Consigne
Pouvez-vous poursuivre le texte ci-dessous sur la remise en cause du « premier grand débat » des relations internationales, en reprenant juste après sa dernière phrase ?

Texte cité

Depuis le milieu des années 1990, un certain nombre d’historiens « révisionnistes » de la discipline des relations internationales ont remis en cause l’existence d’un premier « grand débat » entre réalistes et libéraux dans l’entre-deux guerre pour plusieurs raisons. Tout d’abord, ils ont montré que les penseurs présentés comme « libéraux » (Norman Angell, Arnold Toynbee, etc.) n’étaient pas le groupe de naïfs irresponsables que Carr se plaît à dépeindre dans son pamphlet: les idées sont variées, et beaucoup de « libéraux » prennent en compte les contraintes de la politique internationale. Surtout, il est impossible de parler de « débat », puisque les principaux protagonistes ne se définissent pas eux-mêmes comme réalistes ou libéraux. Il y a bien différents courants intellectuels réfléchissant aux relations internationales dans l’entre-deux guerres, mais aucun ne correspond aux descriptions des « réalistes » ou des « libéraux » qui ont ensuite été popularisées dans la discipline. L’ouvrage fait ainsi un état des lieux des débats sur la question, en republiant trois des articles originaux remettant en question l’existence du « premier débat » (dont un article d’Andreas Osiander qui, après avoir démonté la construction du« mythe de Westphalie » a apparemment décidé de se faire une spécialité dans la remise en cause des mythes de la discipline) et cinq chapitres inédits.

Ensemble d'enregistrements
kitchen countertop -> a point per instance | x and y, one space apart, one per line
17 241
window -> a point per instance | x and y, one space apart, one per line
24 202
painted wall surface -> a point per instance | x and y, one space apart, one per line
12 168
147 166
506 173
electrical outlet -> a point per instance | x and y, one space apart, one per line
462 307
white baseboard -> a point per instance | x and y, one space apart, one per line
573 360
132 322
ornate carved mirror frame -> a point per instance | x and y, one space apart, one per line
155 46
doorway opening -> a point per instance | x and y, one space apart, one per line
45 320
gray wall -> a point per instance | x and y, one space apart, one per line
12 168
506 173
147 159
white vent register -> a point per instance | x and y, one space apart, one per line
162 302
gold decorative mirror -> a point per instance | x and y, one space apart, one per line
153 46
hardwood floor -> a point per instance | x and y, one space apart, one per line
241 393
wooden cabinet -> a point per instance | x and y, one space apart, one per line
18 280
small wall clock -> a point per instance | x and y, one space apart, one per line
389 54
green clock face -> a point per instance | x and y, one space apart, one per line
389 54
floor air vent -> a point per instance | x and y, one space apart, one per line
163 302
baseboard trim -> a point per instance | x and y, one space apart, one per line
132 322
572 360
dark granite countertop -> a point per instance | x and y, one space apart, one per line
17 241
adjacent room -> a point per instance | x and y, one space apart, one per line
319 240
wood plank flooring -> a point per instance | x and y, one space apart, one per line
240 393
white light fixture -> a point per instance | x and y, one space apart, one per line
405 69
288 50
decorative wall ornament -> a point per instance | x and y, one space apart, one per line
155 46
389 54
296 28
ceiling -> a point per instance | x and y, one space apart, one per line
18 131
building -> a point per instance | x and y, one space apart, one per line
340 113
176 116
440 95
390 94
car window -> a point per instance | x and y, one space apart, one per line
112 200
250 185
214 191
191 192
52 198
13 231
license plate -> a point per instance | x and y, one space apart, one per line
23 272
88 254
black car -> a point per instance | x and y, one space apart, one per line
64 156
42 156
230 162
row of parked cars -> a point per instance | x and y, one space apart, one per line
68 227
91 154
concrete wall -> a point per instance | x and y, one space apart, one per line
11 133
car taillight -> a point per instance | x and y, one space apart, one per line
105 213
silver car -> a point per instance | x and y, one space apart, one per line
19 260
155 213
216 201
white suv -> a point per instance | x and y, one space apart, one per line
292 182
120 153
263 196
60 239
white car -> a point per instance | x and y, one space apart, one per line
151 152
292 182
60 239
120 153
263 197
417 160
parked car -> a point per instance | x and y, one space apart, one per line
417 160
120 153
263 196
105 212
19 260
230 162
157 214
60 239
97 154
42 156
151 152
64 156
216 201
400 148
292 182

Corrigé
Quels sont les principaux résultats de cette analyse? Tout d’abord, personne ne remet plus en cause les conclusions des historiens révisionnistes: le premier débat est largement une reconstruction a posteriori où les témoignages des acteurs, une acceptation sans critique de Carr et une lecture un peu rapide de Kuhn (permettant d’importer son modèle d’anomalie et de crises comme moteur du progrès scientifique) ont sédimenté le mythe. Les auteurs montrent que la reconstruction a posteriori d’un grand débat a permis de sédimenter la discipline « relations internationales » et de la différencier de l’histoire et du droit. Il y a bien eu un débat entre idéalistes et réalistes, mais celui-ci s’est tenu après la Seconde Guerre Mondiale (et non avant), et s’est en fait centré autour de la question de l’intérêt national américain. Le débat a opposé les libéraux, confiants dans les valeurs de progrès et de liberté incarnées par l’Amérique aux réalistes, en premier chef Morgenthau, pour qui cette vision idéaliste d’une supériorité morale américaine sert de faux-nez à des ambitions de puissance non-assumées, et estcontre-productive: se croire systématiquement dans son droit est humiliant pour les partenaires et est le meilleur moyen de se faire des ennemis dans un monde imparfait, où le recours à la force est toujours possible.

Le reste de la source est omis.